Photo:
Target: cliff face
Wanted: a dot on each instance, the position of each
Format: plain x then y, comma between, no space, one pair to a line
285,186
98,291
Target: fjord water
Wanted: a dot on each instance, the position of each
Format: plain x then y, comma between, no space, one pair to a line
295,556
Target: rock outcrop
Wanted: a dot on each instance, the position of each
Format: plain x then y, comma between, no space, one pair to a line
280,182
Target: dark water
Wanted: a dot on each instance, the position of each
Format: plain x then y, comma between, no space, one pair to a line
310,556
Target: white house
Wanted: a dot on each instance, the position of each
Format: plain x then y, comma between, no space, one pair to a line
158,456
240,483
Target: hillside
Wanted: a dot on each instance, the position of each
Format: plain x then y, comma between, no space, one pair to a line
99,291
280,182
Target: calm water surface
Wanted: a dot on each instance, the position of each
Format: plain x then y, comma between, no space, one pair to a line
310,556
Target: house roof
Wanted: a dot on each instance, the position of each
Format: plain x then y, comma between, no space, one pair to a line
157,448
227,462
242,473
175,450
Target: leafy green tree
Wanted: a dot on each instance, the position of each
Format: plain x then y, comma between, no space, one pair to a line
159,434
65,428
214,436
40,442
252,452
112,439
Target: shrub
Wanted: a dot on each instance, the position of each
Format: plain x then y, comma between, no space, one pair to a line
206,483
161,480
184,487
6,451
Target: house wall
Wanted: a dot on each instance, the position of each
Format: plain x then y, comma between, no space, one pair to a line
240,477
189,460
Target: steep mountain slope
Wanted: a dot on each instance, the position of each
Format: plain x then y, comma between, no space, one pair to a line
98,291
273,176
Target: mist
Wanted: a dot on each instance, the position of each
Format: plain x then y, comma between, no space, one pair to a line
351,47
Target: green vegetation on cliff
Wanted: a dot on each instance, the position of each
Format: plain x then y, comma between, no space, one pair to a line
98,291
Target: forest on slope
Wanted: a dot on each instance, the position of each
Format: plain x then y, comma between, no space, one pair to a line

—————

Problem requirements: The lines above that hold the string "slope" are to be located and copied.

Exercise solution:
Target: steep mountain slope
Target: forest on slope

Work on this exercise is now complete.